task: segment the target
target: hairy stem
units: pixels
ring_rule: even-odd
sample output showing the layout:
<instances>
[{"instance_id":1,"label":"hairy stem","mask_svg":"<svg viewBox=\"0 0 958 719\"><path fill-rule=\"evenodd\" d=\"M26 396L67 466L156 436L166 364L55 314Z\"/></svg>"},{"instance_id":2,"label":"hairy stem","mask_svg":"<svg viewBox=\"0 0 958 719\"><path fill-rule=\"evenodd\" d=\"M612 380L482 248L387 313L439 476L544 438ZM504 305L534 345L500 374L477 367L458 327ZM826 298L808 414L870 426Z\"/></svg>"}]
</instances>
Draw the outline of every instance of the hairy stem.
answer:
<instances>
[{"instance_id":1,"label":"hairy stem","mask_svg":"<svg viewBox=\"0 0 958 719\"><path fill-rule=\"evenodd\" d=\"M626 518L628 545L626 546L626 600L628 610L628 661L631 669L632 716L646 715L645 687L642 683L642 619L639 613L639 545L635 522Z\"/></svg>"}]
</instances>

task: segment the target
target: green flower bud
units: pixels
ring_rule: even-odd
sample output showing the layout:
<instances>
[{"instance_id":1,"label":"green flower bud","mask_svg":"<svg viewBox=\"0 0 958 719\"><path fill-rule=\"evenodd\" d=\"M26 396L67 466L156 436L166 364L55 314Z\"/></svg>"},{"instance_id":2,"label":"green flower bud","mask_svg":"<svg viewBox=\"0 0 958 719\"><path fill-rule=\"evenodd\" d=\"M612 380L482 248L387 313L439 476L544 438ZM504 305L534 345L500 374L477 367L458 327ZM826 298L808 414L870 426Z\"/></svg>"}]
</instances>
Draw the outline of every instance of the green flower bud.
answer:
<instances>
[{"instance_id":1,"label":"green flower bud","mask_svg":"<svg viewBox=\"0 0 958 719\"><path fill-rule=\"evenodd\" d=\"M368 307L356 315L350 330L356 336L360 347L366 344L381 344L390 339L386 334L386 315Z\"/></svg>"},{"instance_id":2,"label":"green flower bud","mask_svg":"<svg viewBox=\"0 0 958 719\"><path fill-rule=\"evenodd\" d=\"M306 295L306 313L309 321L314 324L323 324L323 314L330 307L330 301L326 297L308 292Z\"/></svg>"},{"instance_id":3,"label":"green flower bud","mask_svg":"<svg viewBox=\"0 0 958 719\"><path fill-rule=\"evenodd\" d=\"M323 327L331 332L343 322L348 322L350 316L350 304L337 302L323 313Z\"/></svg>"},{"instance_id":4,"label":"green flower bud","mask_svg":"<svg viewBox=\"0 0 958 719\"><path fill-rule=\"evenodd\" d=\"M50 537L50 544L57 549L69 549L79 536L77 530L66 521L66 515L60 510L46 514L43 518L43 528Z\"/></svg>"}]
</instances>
***
Given exercise - Set down the entries verbatim, leaving none out.

Answer -
task: segment the target
target: hairy stem
units: pixels
ring_rule: even-odd
sample output showing the layout:
<instances>
[{"instance_id":1,"label":"hairy stem","mask_svg":"<svg viewBox=\"0 0 958 719\"><path fill-rule=\"evenodd\" d=\"M26 396L67 466L156 436L166 364L55 314Z\"/></svg>"},{"instance_id":2,"label":"hairy stem","mask_svg":"<svg viewBox=\"0 0 958 719\"><path fill-rule=\"evenodd\" d=\"M612 380L482 248L387 313L439 476L544 438ZM504 305L534 345L500 374L477 367L458 327ZM826 298L808 414L870 426Z\"/></svg>"}]
</instances>
Draw the outline of every instance of the hairy stem.
answer:
<instances>
[{"instance_id":1,"label":"hairy stem","mask_svg":"<svg viewBox=\"0 0 958 719\"><path fill-rule=\"evenodd\" d=\"M626 518L628 545L626 546L626 600L628 610L628 661L631 669L632 716L646 715L645 687L642 683L642 619L639 613L639 545L635 522Z\"/></svg>"}]
</instances>

task: segment the target
target: green flower bud
units: pixels
ring_rule: even-odd
sample output showing the layout:
<instances>
[{"instance_id":1,"label":"green flower bud","mask_svg":"<svg viewBox=\"0 0 958 719\"><path fill-rule=\"evenodd\" d=\"M26 396L67 466L156 436L166 364L55 314Z\"/></svg>"},{"instance_id":2,"label":"green flower bud","mask_svg":"<svg viewBox=\"0 0 958 719\"><path fill-rule=\"evenodd\" d=\"M612 380L482 248L387 313L439 476L544 438ZM504 305L534 345L500 374L477 367L458 327ZM826 298L808 414L870 426Z\"/></svg>"}]
</instances>
Draw the outline of every instance of the green flower bud.
answer:
<instances>
[{"instance_id":1,"label":"green flower bud","mask_svg":"<svg viewBox=\"0 0 958 719\"><path fill-rule=\"evenodd\" d=\"M368 307L356 315L350 330L356 336L360 347L366 344L381 344L390 339L386 334L386 315Z\"/></svg>"},{"instance_id":2,"label":"green flower bud","mask_svg":"<svg viewBox=\"0 0 958 719\"><path fill-rule=\"evenodd\" d=\"M306 295L306 313L309 321L314 324L323 324L323 314L330 307L330 301L326 297L308 292Z\"/></svg>"},{"instance_id":3,"label":"green flower bud","mask_svg":"<svg viewBox=\"0 0 958 719\"><path fill-rule=\"evenodd\" d=\"M323 327L331 332L343 322L348 322L350 316L350 304L337 302L323 313Z\"/></svg>"},{"instance_id":4,"label":"green flower bud","mask_svg":"<svg viewBox=\"0 0 958 719\"><path fill-rule=\"evenodd\" d=\"M50 537L50 544L57 549L69 549L79 536L77 530L66 521L66 515L60 510L46 514L43 518L43 528Z\"/></svg>"}]
</instances>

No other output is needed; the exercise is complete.